> _SELECTED EXTRACT_:

Rio Tinto discovered an estimated 70 million tons of ilmenite in what Scientific American magazine called "one of the most threatened ecosystems on the planet" in 1986. The mine's development created employment, roads and exacerbated ongoing deforestation.

At the International Union for Conservation of Nature’s World Conservation Congress conference in Bangkok in 2004, Rio Tino promised to improve its efforts to protect the ecology, launching what it called a net positive impact strategy, with Mandena mine as the company's first priority. In 2016, after members of the company's Biodiversity Committee pointed out gaps between promises and action, Rio Tinto abandoned that promise, switching strategies towards what Scientific American described as "avoiding making things too much worse" and projected that the company was "poised to extinguish this biodiversity hotspot". The committee resigned in October 2016, issuing an open letter critical of Rio Tinto, that stated "mention of the environment is totally absent from the five stated corporate priorities of Rio Tinto." and expressing a "lack of confidence that adequate long-term resourcing and capacity will be provided for the biodiversity program at QMM."

In January 2013, community protests about the mine were quelled by the Madagascar People's Armed Forces who used teargas to disperse the crowd. Rio Tinto attributed the protests to earlier cash compensation from the mine's owners, claiming that the community sought additional compensation. Local activists complained that mine employees were 90% not local, a claim rejected by Rio Tinto. The mine's Independent Advisory Panel resigned the same year.

> _DATASET ENTRIES_:

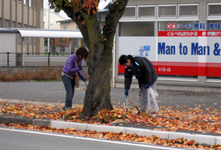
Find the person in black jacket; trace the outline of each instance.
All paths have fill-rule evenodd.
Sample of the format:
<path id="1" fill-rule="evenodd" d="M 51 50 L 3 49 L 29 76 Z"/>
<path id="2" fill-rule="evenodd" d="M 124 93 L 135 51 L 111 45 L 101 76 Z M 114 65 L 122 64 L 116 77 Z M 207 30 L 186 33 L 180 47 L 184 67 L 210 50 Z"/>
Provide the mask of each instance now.
<path id="1" fill-rule="evenodd" d="M 157 73 L 153 64 L 144 56 L 121 55 L 119 58 L 120 65 L 125 66 L 125 96 L 129 94 L 130 85 L 133 75 L 136 77 L 140 88 L 140 111 L 146 113 L 147 92 L 151 87 L 156 91 Z"/>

> _WHAT TO WORK ON_:
a. Answer each question using the passage on the Mandena mine.
(i) How many tons of ilmenite did Rio Tinto discover in 1986, by estimate?
(ii) In what month and year did the Biodiversity Committee resign?
(iii) Who used teargas to disperse the community protests in January 2013?
b. Reproduce the passage on the Mandena mine from "In January 2013, community" to "the same year.".

> _NUMBERED ANSWERS_:
a.
(i) An estimated 70 million tons
(ii) October 2016
(iii) The Madagascar People's Armed Forces

b.
In January 2013, community protests about the mine were quelled by the Madagascar People's Armed Forces who used teargas to disperse the crowd. Rio Tinto attributed the protests to earlier cash compensation from the mine's owners, claiming that the community sought additional compensation. Local activists complained that mine employees were 90% not local, a claim rejected by Rio Tinto. The mine's Independent Advisory Panel resigned the same year.